→ **Records for this exercise**:
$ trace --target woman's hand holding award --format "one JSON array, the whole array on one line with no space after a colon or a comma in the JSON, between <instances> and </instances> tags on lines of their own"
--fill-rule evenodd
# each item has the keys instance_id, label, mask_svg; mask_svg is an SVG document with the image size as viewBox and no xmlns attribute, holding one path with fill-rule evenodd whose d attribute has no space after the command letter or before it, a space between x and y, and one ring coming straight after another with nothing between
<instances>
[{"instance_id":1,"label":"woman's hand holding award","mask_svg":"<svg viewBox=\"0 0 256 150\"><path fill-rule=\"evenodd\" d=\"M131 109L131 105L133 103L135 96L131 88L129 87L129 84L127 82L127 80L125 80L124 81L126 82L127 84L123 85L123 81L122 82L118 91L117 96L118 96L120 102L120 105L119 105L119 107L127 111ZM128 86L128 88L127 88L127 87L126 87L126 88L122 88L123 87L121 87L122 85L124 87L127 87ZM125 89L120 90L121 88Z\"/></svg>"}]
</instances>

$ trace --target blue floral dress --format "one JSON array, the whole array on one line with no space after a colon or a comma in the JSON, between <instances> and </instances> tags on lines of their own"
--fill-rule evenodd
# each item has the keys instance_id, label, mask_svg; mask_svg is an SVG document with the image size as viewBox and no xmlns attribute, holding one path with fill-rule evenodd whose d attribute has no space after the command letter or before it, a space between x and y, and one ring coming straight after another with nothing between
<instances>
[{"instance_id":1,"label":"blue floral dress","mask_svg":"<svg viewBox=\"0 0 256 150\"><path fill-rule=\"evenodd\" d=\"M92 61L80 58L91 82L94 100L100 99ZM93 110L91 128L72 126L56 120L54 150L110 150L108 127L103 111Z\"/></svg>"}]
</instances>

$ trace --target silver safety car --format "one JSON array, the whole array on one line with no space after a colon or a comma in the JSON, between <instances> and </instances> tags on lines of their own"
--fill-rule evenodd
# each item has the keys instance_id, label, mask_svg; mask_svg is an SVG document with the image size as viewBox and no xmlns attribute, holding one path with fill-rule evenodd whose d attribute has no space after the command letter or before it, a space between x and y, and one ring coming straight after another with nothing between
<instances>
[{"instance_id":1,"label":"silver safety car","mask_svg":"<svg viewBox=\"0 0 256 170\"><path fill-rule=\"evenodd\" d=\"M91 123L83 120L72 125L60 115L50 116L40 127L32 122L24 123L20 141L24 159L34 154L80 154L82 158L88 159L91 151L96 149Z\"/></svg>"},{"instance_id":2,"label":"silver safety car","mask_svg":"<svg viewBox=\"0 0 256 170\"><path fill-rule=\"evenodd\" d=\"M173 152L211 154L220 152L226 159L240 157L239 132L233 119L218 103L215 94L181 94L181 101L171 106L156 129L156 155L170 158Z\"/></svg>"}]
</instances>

→ **Goal of the exercise**: Echo back all of the material above, word for word and line for line.

→ **Output of the exercise**:
$ trace --target woman's hand holding award --format "one JSON array, the whole array on one line with no space after a colon or a comma in the JSON, between <instances> and </instances> tags on lines of their own"
--fill-rule evenodd
# each item has the keys instance_id, label, mask_svg; mask_svg is an SVG document with the image size as viewBox and no xmlns attribute, holding one path with fill-rule evenodd whose d attribute has no space after the command letter or before it, a space between x and y, and one ring coming straight after another with nothing between
<instances>
[{"instance_id":1,"label":"woman's hand holding award","mask_svg":"<svg viewBox=\"0 0 256 150\"><path fill-rule=\"evenodd\" d=\"M131 109L131 105L133 103L135 96L131 88L129 87L129 84L127 82L127 80L125 80L124 81L126 82L127 84L123 85L123 81L122 82L118 91L117 96L118 96L120 102L120 105L119 105L119 107L127 111ZM128 86L128 88L127 88L127 87L126 87L126 88L122 88L123 87L121 87L122 85L124 87L127 87ZM125 89L120 90L121 88Z\"/></svg>"}]
</instances>

$ trace --target blue floral dress --format "one JSON array, the whole array on one line with no space after a colon or a comma in the JSON, between <instances> and </instances> tags on lines of their own"
--fill-rule evenodd
# each item has the keys instance_id, label, mask_svg; mask_svg is an SVG document with the image size as viewBox and no xmlns attribute, holding one path with fill-rule evenodd whose d attribute has no space after the command letter or before it, a space between x and y, and one ring coming straight after another with nothing between
<instances>
[{"instance_id":1,"label":"blue floral dress","mask_svg":"<svg viewBox=\"0 0 256 150\"><path fill-rule=\"evenodd\" d=\"M92 61L80 58L91 82L94 100L100 99ZM93 110L91 128L72 126L56 120L54 150L110 150L108 127L103 111Z\"/></svg>"}]
</instances>

$ trace --target silver safety car --format "one JSON array, the whole array on one line with no space after a colon or a comma in the JSON, between <instances> and </instances> tags on lines of their own"
--fill-rule evenodd
# each item has the keys instance_id, label, mask_svg; mask_svg is an SVG document with the image size as viewBox and no xmlns attribute, holding one path with fill-rule evenodd whose d attribute has no space after the command letter or before it, a space between x and y, and one ring coming straight after another with nothing between
<instances>
[{"instance_id":1,"label":"silver safety car","mask_svg":"<svg viewBox=\"0 0 256 170\"><path fill-rule=\"evenodd\" d=\"M91 123L83 120L72 125L60 115L50 116L40 127L32 122L24 123L20 141L24 159L34 154L80 154L82 158L88 159L91 151L96 149Z\"/></svg>"},{"instance_id":2,"label":"silver safety car","mask_svg":"<svg viewBox=\"0 0 256 170\"><path fill-rule=\"evenodd\" d=\"M173 152L211 154L220 152L226 159L240 157L239 132L233 119L218 103L215 94L181 94L181 101L171 106L156 129L156 155L170 158Z\"/></svg>"}]
</instances>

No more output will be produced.